# [TASK OBJECTIVE]
Each line from the one containing "Points | one" through the last line of the records below is to be set down exactly; the rest stays out.

Dataset excerpts
- Opening Delimiter -

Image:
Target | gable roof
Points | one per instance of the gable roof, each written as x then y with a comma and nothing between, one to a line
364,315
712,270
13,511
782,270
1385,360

- Closing Delimiter -

# [RESPONSE BOX]
Points | one per instance of the gable roof, each written as x then y with a comma and nothing between, one to a line
364,315
712,270
13,511
782,270
1385,360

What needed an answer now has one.